====== 页面节选 ======

Android实战技巧:用Pull方法解析XML文件

Pull解析方法给应用程序完全的控制文档该怎么样被解析。Android中对Pull方法提供了支持的API,主要是

 

org.xmlpull.v1.XmlPullParser; 

org.xmlpull.v1.XmlPullParserFactory; 

二个类,其中主要使用的是XmlPullParser,XmlPullParserFactory是一个工厂,用于构建XmlPullParser对象。

应用程序通过调用XmlPullParser.next()等方法来产生Event,然后再处理Event。可以看到它与Push方法的不同,Push方法是由Parser自己主动产生Event,回调给应用程序。而Pull方法是主动的调用Parser的方法才能产生事件。

假如XML中的语句是这样的:"<author country="United States">James Elliott</author>",author是TAG,country是ATTRIBUTE,"James Elliott"是TEXT。

要想解析文档先要构建一个XmlPullParser对象

 

final XmlPullParserFactory factory = XmlPullParserFactory.newInstance(); 

factory.setNamespaceAware(true); 

final XmlPullParser parser = factory.newPullParser(); 

Pull解析是一个遍历文档的过程,每次调用next(),nextTag(), nextToken()和nextText()都会向前推进文档,并使Parser停留在某些事件上面,但是不能倒退。

然后把文档设置给Parser

 

parser.setInput(new StringReader("<author country=\"United States\">James Elliott</author>"); 

这时,文档刚被初始化,所以它应该位于文档的开始,事件应该是START_DOCUMENT,可以通过XmlPullParser.getEventType()来获取。然后调用next()会产生

START_TAG,这个事件告诉应用程序一个标签已经开始了,调用getName()会返回"author";再next()会产生

TEXT事件,调用getText()会返回"James Elliott",再next(),会产生

END_TAG,这个告诉你一个标签已经处理完了,再next(),会产生

END_DOCUMENT,它告诉你整个文档已经处理完成了。

====== 数据摘录 ======

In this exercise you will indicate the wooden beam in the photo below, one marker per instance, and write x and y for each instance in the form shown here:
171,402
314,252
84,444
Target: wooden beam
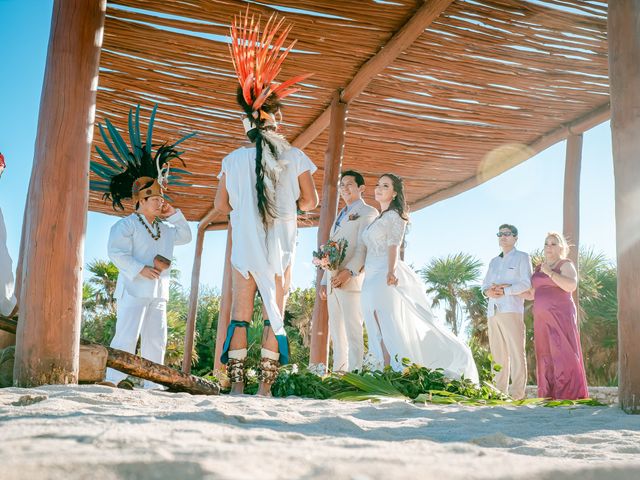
48,337
401,41
517,155
571,204
224,317
624,72
193,302
319,354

======

任务要求:
- 1) 根据介绍Pull解析XML的页面节选,判断下列三个说法是否符合原文:(a) XmlPullParserFactory用于构建XmlPullParser对象;(b) Pull解析在推进文档后可以倒退到之前的事件;(c) 在Pull方法中,由Parser自己主动产生事件并回调给应用程序。每项回答"是"或"否",并原样引用原文中起决定作用的字句。
- 2) 接着讲解用Pull方法解析XML的页面节选,从其最后一句之后续写下去。

逐题答案:
- 1)
(a) 是。"XmlPullParserFactory是一个工厂,用于构建XmlPullParser对象"
(b) 否。"但是不能倒退"
(c) 否。"而Pull方法是主动的调用Parser的方法才能产生事件"

- 2)
除了next()外,nextToken()也可以使用,只不过它会返回更加详细的事件,比如COMMENT, CDSECT, DOCDECL, ENTITY等等非常详细的信息。如果程序得到比较底层的信息,可以用nextToken()来驱动并处理详细的事件。需要注意一点的是TEXT事件是有可能返回空白的White Spaces比如换行符或空格等。

另外有二个非常实用的方法nextTag()和nextText()

nextTag()--首先它会忽略White Spaces,如果可以确定下一个是START_TAG或END_TAG,就可以调用nextTag()直接跳过去。通常它有二个用处:当START_TAG时,如果能确定这个TAG含有子TAG,那么就可以调用nextTag()产生子标签的START_TAG事件;当END_TAG时,如果确定不是文档结尾,就可以调用nextTag()产生下一个标签的START_TAG。在这二种情况下如果用next()会有TEXT事件,但返回的是换行符或空白符。

nextText()--它只能在START_TAG时调用。当下一个元素是TEXT时,TEXT的内容会返回;当下一个元素是END_TAG时,也就是说这个标签的内容为空,那么空字串返回;这个方法返回后,Parser会停在END_TAG上。比如:

 

<author>James Elliott</author> 

<author></author> 

<author/> 

当START_TAG时,调用nextText(),依次返回:

"James Elliott"

""(empty)

""(empty)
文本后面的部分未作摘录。